START Dataset extract

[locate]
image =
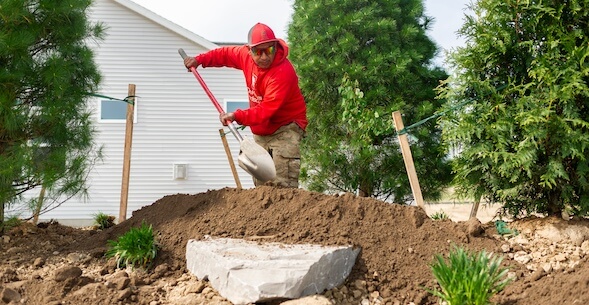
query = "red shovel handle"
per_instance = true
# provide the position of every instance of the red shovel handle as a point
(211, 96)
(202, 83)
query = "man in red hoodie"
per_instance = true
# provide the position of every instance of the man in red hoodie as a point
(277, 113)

END Dataset extract
START Dataset extract

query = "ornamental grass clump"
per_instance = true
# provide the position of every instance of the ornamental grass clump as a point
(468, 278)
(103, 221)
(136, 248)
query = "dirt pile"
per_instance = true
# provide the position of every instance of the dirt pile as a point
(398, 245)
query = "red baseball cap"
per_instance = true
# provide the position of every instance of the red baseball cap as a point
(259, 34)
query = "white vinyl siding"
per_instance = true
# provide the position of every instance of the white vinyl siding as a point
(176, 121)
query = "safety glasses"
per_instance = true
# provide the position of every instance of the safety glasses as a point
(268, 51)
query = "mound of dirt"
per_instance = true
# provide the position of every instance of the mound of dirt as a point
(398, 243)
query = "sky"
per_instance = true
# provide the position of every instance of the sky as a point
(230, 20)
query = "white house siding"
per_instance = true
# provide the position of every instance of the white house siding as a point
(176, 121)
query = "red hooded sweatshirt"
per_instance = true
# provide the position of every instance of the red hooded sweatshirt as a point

END Dataset extract
START Dataset extract

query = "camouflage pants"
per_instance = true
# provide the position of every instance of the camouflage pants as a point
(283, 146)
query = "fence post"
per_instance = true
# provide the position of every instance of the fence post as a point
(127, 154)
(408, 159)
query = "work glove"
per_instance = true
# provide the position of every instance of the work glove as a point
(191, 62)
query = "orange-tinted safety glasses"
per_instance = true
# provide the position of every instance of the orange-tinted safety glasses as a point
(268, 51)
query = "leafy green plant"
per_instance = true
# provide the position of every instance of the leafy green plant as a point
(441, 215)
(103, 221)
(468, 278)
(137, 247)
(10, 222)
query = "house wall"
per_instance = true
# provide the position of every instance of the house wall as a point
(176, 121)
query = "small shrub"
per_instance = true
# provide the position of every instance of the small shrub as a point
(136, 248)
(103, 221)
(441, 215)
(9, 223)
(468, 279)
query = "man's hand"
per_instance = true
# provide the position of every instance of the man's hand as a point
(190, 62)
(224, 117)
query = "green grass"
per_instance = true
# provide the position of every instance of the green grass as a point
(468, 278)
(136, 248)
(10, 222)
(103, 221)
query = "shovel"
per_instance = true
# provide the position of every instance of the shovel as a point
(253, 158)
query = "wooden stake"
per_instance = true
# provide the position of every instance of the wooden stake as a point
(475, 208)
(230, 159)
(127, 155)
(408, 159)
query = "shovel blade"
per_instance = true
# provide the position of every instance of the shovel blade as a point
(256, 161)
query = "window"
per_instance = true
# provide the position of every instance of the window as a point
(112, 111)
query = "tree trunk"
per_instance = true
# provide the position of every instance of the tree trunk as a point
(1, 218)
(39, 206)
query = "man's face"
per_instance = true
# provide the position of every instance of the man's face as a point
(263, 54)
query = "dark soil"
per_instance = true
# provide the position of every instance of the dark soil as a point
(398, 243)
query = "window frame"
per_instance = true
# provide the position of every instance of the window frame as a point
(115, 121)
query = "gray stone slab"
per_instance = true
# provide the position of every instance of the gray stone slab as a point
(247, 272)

END Dataset extract

Task item. Counting only lines that contain the word "sweatshirt", give the number found in the data, and nothing else.

Answer space. 2